### Your objective
Rewrite every line of the records below as a Markdown table with the columns Row and Line, numbering the rows in order and skipping any blank lines.

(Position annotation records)
◆ ◆ ◆ ◆ ◆
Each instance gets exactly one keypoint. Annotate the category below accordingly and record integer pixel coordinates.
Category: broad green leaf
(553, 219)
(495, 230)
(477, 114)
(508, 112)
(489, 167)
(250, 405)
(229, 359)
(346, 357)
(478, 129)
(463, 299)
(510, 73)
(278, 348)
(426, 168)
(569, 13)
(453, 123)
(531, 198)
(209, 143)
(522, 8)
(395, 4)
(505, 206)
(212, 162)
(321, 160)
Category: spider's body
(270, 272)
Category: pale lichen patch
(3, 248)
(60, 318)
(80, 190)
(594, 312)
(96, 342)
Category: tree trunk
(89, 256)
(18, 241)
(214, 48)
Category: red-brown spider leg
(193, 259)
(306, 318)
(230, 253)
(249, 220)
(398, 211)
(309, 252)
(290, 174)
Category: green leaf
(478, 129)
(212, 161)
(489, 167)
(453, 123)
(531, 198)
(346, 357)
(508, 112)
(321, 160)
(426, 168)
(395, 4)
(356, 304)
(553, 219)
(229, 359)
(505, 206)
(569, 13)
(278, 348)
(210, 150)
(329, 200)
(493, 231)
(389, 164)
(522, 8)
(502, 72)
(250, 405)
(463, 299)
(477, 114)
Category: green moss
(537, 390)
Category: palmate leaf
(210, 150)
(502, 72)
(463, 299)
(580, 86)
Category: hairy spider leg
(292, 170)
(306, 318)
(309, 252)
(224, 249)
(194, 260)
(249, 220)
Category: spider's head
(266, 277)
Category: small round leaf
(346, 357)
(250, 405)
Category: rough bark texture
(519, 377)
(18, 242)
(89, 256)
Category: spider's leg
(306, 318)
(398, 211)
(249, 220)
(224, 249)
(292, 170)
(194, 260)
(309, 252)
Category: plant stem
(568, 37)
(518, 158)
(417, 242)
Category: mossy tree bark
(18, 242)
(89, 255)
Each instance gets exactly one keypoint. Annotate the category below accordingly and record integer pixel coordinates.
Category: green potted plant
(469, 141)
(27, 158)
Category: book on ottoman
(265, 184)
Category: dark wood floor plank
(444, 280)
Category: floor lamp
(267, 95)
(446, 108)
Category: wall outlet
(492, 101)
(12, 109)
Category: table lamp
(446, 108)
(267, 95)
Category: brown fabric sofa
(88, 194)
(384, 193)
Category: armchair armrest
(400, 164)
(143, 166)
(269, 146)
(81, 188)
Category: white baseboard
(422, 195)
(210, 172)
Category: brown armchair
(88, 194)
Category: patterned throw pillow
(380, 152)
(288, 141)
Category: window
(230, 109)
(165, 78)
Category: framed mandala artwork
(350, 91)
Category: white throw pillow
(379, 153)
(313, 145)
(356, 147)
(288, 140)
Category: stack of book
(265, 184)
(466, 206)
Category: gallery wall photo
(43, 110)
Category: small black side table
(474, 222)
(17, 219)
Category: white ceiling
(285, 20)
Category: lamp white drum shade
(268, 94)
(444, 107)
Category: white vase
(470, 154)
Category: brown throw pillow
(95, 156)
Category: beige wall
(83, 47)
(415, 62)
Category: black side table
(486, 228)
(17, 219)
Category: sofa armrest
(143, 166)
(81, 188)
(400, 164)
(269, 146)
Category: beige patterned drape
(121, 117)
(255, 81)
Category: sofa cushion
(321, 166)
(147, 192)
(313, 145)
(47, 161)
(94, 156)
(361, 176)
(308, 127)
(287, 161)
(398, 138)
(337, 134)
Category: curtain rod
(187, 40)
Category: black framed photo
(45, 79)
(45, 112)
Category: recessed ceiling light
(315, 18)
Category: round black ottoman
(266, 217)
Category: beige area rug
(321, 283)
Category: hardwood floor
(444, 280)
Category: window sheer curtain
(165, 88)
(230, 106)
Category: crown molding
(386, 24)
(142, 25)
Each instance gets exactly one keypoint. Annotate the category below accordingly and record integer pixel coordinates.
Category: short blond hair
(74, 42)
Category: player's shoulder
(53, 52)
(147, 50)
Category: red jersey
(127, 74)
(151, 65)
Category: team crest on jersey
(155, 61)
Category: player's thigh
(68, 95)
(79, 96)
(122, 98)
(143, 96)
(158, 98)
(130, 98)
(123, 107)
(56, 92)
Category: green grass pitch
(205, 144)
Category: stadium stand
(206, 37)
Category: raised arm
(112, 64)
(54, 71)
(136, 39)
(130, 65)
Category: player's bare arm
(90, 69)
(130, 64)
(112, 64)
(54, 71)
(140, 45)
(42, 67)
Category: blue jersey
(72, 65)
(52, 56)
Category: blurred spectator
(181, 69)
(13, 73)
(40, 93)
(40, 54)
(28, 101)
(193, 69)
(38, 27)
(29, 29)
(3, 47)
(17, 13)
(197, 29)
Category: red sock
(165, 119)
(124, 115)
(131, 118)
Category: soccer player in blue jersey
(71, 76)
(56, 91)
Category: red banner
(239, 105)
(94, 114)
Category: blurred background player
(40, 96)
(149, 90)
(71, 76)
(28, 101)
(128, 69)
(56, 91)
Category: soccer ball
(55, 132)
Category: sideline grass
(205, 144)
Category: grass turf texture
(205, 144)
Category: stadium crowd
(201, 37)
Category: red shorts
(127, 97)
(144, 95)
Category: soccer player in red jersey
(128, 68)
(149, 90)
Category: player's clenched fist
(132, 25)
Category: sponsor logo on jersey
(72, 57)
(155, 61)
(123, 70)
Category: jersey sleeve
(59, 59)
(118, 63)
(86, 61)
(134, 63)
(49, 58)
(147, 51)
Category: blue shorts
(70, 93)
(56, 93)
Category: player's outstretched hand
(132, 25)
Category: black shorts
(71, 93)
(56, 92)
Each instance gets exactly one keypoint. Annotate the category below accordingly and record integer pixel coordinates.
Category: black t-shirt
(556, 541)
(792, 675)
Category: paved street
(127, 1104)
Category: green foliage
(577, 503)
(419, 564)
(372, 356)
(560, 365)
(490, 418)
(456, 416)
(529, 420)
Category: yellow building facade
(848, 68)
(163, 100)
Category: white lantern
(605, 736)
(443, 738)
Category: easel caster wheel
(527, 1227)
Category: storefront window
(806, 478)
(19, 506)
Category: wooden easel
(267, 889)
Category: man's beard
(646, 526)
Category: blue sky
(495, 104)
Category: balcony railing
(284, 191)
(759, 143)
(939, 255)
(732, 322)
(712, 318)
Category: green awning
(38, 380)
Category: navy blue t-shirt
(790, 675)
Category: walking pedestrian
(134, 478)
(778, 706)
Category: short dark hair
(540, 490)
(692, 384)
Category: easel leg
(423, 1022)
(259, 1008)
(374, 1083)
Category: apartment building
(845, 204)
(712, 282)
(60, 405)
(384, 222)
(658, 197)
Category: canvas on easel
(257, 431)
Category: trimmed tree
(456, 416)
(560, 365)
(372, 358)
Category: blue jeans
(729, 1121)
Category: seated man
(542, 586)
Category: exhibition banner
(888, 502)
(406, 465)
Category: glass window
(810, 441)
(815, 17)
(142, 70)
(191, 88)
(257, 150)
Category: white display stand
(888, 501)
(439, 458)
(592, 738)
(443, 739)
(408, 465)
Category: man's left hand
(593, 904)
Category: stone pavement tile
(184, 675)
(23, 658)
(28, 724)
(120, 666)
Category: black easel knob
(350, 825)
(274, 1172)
◆ ◆ ◆ ◆ ◆
### Output of the task
| Row | Line |
|---|---|
| 1 | Each instance gets exactly one keypoint. Annotate the category below accordingly and record integer pixel coordinates. |
| 2 | Category: broad green leaf |
| 3 | (553, 219) |
| 4 | (495, 230) |
| 5 | (477, 114) |
| 6 | (508, 112) |
| 7 | (489, 167) |
| 8 | (250, 405) |
| 9 | (229, 359) |
| 10 | (346, 357) |
| 11 | (478, 129) |
| 12 | (463, 299) |
| 13 | (510, 73) |
| 14 | (278, 348) |
| 15 | (426, 168) |
| 16 | (569, 13) |
| 17 | (453, 123) |
| 18 | (531, 198) |
| 19 | (209, 143) |
| 20 | (522, 8) |
| 21 | (395, 4) |
| 22 | (505, 206) |
| 23 | (212, 162) |
| 24 | (321, 160) |
| 25 | Category: spider's body |
| 26 | (270, 272) |
| 27 | Category: pale lichen patch |
| 28 | (3, 248) |
| 29 | (60, 318) |
| 30 | (80, 190) |
| 31 | (594, 312) |
| 32 | (96, 342) |
| 33 | Category: tree trunk |
| 34 | (89, 256) |
| 35 | (18, 241) |
| 36 | (214, 48) |
| 37 | Category: red-brown spider leg |
| 38 | (193, 259) |
| 39 | (306, 318) |
| 40 | (230, 253) |
| 41 | (249, 220) |
| 42 | (398, 211) |
| 43 | (309, 252) |
| 44 | (290, 174) |
| 45 | Category: green leaf |
| 46 | (478, 129) |
| 47 | (212, 161) |
| 48 | (489, 167) |
| 49 | (453, 123) |
| 50 | (531, 198) |
| 51 | (346, 357) |
| 52 | (508, 112) |
| 53 | (321, 160) |
| 54 | (426, 168) |
| 55 | (395, 4) |
| 56 | (356, 304) |
| 57 | (553, 219) |
| 58 | (229, 359) |
| 59 | (505, 206) |
| 60 | (569, 13) |
| 61 | (278, 348) |
| 62 | (210, 150) |
| 63 | (329, 200) |
| 64 | (493, 231) |
| 65 | (389, 164) |
| 66 | (522, 8) |
| 67 | (502, 72) |
| 68 | (250, 405) |
| 69 | (463, 299) |
| 70 | (477, 114) |
| 71 | Category: green moss |
| 72 | (537, 390) |
| 73 | Category: palmate leaf |
| 74 | (210, 150) |
| 75 | (502, 72) |
| 76 | (463, 299) |
| 77 | (580, 86) |
| 78 | Category: hairy spider leg |
| 79 | (292, 170) |
| 80 | (306, 318) |
| 81 | (309, 252) |
| 82 | (224, 249) |
| 83 | (194, 260) |
| 84 | (249, 220) |
| 85 | Category: spider's head |
| 86 | (266, 277) |
| 87 | Category: small round leaf |
| 88 | (346, 357) |
| 89 | (250, 405) |
| 90 | Category: rough bark texture |
| 91 | (519, 377) |
| 92 | (18, 242) |
| 93 | (89, 256) |
| 94 | Category: spider's leg |
| 95 | (306, 318) |
| 96 | (398, 211) |
| 97 | (249, 220) |
| 98 | (224, 249) |
| 99 | (292, 170) |
| 100 | (194, 260) |
| 101 | (309, 252) |
| 102 | Category: plant stem |
| 103 | (568, 37) |
| 104 | (518, 158) |
| 105 | (417, 242) |
| 106 | Category: mossy tree bark |
| 107 | (18, 242) |
| 108 | (89, 255) |
| 109 | Each instance gets exactly one keypoint. Annotate the category below accordingly and record integer pixel coordinates. |
| 110 | Category: green potted plant |
| 111 | (469, 141) |
| 112 | (27, 158) |
| 113 | Category: book on ottoman |
| 114 | (265, 184) |
| 115 | Category: dark wood floor plank |
| 116 | (444, 280) |
| 117 | Category: floor lamp |
| 118 | (267, 95) |
| 119 | (446, 108) |
| 120 | Category: wall outlet |
| 121 | (492, 101) |
| 122 | (12, 109) |
| 123 | Category: table lamp |
| 124 | (446, 108) |
| 125 | (267, 95) |
| 126 | Category: brown fabric sofa |
| 127 | (88, 194) |
| 128 | (384, 193) |
| 129 | Category: armchair armrest |
| 130 | (400, 164) |
| 131 | (143, 166) |
| 132 | (269, 146) |
| 133 | (81, 188) |
| 134 | Category: white baseboard |
| 135 | (422, 195) |
| 136 | (210, 172) |
| 137 | Category: brown armchair |
| 138 | (88, 194) |
| 139 | Category: patterned throw pillow |
| 140 | (380, 152) |
| 141 | (288, 141) |
| 142 | Category: window |
| 143 | (230, 109) |
| 144 | (165, 78) |
| 145 | Category: framed mandala artwork |
| 146 | (350, 91) |
| 147 | Category: white throw pillow |
| 148 | (379, 153) |
| 149 | (313, 145) |
| 150 | (356, 147) |
| 151 | (288, 140) |
| 152 | Category: stack of book |
| 153 | (265, 184) |
| 154 | (466, 206) |
| 155 | Category: gallery wall photo |
| 156 | (43, 110) |
| 157 | Category: small black side table |
| 158 | (474, 222) |
| 159 | (17, 219) |
| 160 | Category: white ceiling |
| 161 | (285, 20) |
| 162 | Category: lamp white drum shade |
| 163 | (268, 94) |
| 164 | (444, 107) |
| 165 | Category: white vase |
| 166 | (470, 154) |
| 167 | Category: brown throw pillow |
| 168 | (95, 156) |
| 169 | Category: beige wall |
| 170 | (83, 47) |
| 171 | (415, 62) |
| 172 | Category: black side table |
| 173 | (486, 228) |
| 174 | (17, 219) |
| 175 | Category: sofa armrest |
| 176 | (143, 166) |
| 177 | (81, 188) |
| 178 | (400, 164) |
| 179 | (269, 146) |
| 180 | Category: beige patterned drape |
| 181 | (121, 117) |
| 182 | (255, 81) |
| 183 | Category: sofa cushion |
| 184 | (321, 166) |
| 185 | (147, 192) |
| 186 | (313, 145) |
| 187 | (47, 161) |
| 188 | (94, 156) |
| 189 | (361, 176) |
| 190 | (308, 127) |
| 191 | (287, 161) |
| 192 | (398, 138) |
| 193 | (337, 134) |
| 194 | Category: curtain rod |
| 195 | (187, 40) |
| 196 | Category: black framed photo |
| 197 | (45, 79) |
| 198 | (45, 112) |
| 199 | Category: recessed ceiling light |
| 200 | (315, 18) |
| 201 | Category: round black ottoman |
| 202 | (266, 217) |
| 203 | Category: beige area rug |
| 204 | (321, 283) |
| 205 | Category: hardwood floor |
| 206 | (444, 280) |
| 207 | Category: window sheer curtain |
| 208 | (165, 88) |
| 209 | (230, 106) |
| 210 | Category: crown molding |
| 211 | (386, 24) |
| 212 | (142, 25) |
| 213 | Each instance gets exactly one keypoint. Annotate the category below accordingly and record integer pixel coordinates. |
| 214 | Category: short blond hair |
| 215 | (74, 42) |
| 216 | Category: player's shoulder |
| 217 | (53, 52) |
| 218 | (147, 50) |
| 219 | Category: red jersey |
| 220 | (127, 74) |
| 221 | (151, 65) |
| 222 | Category: team crest on jersey |
| 223 | (155, 61) |
| 224 | Category: player's thigh |
| 225 | (68, 95) |
| 226 | (79, 96) |
| 227 | (122, 98) |
| 228 | (143, 96) |
| 229 | (158, 98) |
| 230 | (130, 98) |
| 231 | (123, 107) |
| 232 | (56, 92) |
| 233 | Category: green grass pitch |
| 234 | (205, 144) |
| 235 | Category: stadium stand |
| 236 | (206, 37) |
| 237 | Category: raised arm |
| 238 | (112, 64) |
| 239 | (54, 71) |
| 240 | (136, 39) |
| 241 | (130, 65) |
| 242 | Category: player's bare arm |
| 243 | (90, 69) |
| 244 | (130, 64) |
| 245 | (112, 64) |
| 246 | (54, 71) |
| 247 | (140, 45) |
| 248 | (42, 67) |
| 249 | Category: blue jersey |
| 250 | (72, 65) |
| 251 | (52, 56) |
| 252 | Category: blurred spectator |
| 253 | (181, 69) |
| 254 | (13, 73) |
| 255 | (40, 93) |
| 256 | (40, 54) |
| 257 | (28, 101) |
| 258 | (193, 69) |
| 259 | (38, 27) |
| 260 | (29, 29) |
| 261 | (3, 47) |
| 262 | (17, 13) |
| 263 | (197, 29) |
| 264 | Category: red sock |
| 265 | (165, 119) |
| 266 | (124, 115) |
| 267 | (131, 118) |
| 268 | Category: soccer player in blue jersey |
| 269 | (71, 76) |
| 270 | (56, 91) |
| 271 | Category: red banner |
| 272 | (239, 105) |
| 273 | (94, 114) |
| 274 | Category: blurred background player |
| 275 | (40, 96) |
| 276 | (149, 90) |
| 277 | (71, 76) |
| 278 | (28, 101) |
| 279 | (128, 69) |
| 280 | (56, 91) |
| 281 | Category: soccer ball |
| 282 | (55, 132) |
| 283 | Category: sideline grass |
| 284 | (205, 144) |
| 285 | Category: grass turf texture |
| 286 | (205, 144) |
| 287 | Category: stadium crowd |
| 288 | (201, 37) |
| 289 | Category: red shorts |
| 290 | (127, 97) |
| 291 | (144, 95) |
| 292 | Category: soccer player in red jersey |
| 293 | (128, 68) |
| 294 | (149, 90) |
| 295 | Category: player's clenched fist |
| 296 | (132, 25) |
| 297 | Category: sponsor logo on jersey |
| 298 | (72, 57) |
| 299 | (155, 61) |
| 300 | (123, 70) |
| 301 | Category: jersey sleeve |
| 302 | (59, 59) |
| 303 | (118, 63) |
| 304 | (86, 61) |
| 305 | (134, 63) |
| 306 | (49, 58) |
| 307 | (147, 51) |
| 308 | Category: blue shorts |
| 309 | (70, 93) |
| 310 | (56, 93) |
| 311 | Category: player's outstretched hand |
| 312 | (132, 25) |
| 313 | Category: black shorts |
| 314 | (71, 93) |
| 315 | (56, 92) |
| 316 | Each instance gets exactly one keypoint. Annotate the category below accordingly and record integer pixel coordinates. |
| 317 | Category: black t-shirt |
| 318 | (556, 541) |
| 319 | (792, 675) |
| 320 | Category: paved street |
| 321 | (127, 1104) |
| 322 | Category: green foliage |
| 323 | (577, 503) |
| 324 | (419, 564) |
| 325 | (372, 356) |
| 326 | (560, 365) |
| 327 | (490, 418) |
| 328 | (456, 416) |
| 329 | (529, 420) |
| 330 | Category: yellow building facade |
| 331 | (848, 68) |
| 332 | (163, 100) |
| 333 | Category: white lantern |
| 334 | (605, 736) |
| 335 | (443, 738) |
| 336 | Category: easel caster wheel |
| 337 | (527, 1227) |
| 338 | Category: storefront window |
| 339 | (806, 478) |
| 340 | (19, 506) |
| 341 | Category: wooden easel |
| 342 | (267, 889) |
| 343 | Category: man's beard |
| 344 | (646, 526) |
| 345 | Category: blue sky |
| 346 | (495, 104) |
| 347 | Category: balcony railing |
| 348 | (284, 191) |
| 349 | (759, 143) |
| 350 | (939, 255) |
| 351 | (732, 322) |
| 352 | (712, 318) |
| 353 | Category: green awning |
| 354 | (38, 380) |
| 355 | Category: navy blue t-shirt |
| 356 | (790, 675) |
| 357 | Category: walking pedestrian |
| 358 | (134, 478) |
| 359 | (778, 706) |
| 360 | Category: short dark hair |
| 361 | (540, 490) |
| 362 | (692, 384) |
| 363 | Category: easel leg |
| 364 | (423, 1022) |
| 365 | (259, 1008) |
| 366 | (374, 1083) |
| 367 | Category: apartment building |
| 368 | (845, 204) |
| 369 | (712, 282) |
| 370 | (60, 405) |
| 371 | (384, 222) |
| 372 | (658, 197) |
| 373 | Category: canvas on easel |
| 374 | (257, 431) |
| 375 | Category: trimmed tree |
| 376 | (456, 416) |
| 377 | (560, 365) |
| 378 | (372, 358) |
| 379 | Category: blue jeans |
| 380 | (729, 1121) |
| 381 | Category: seated man |
| 382 | (542, 586) |
| 383 | Category: exhibition banner |
| 384 | (888, 502) |
| 385 | (406, 465) |
| 386 | Category: glass window |
| 387 | (810, 441) |
| 388 | (815, 17) |
| 389 | (142, 70) |
| 390 | (191, 88) |
| 391 | (257, 150) |
| 392 | Category: white display stand |
| 393 | (888, 501) |
| 394 | (439, 458) |
| 395 | (592, 738) |
| 396 | (443, 739) |
| 397 | (408, 465) |
| 398 | Category: man's left hand |
| 399 | (593, 904) |
| 400 | Category: stone pavement tile |
| 401 | (184, 675) |
| 402 | (23, 658) |
| 403 | (28, 724) |
| 404 | (120, 666) |
| 405 | Category: black easel knob |
| 406 | (350, 825) |
| 407 | (274, 1172) |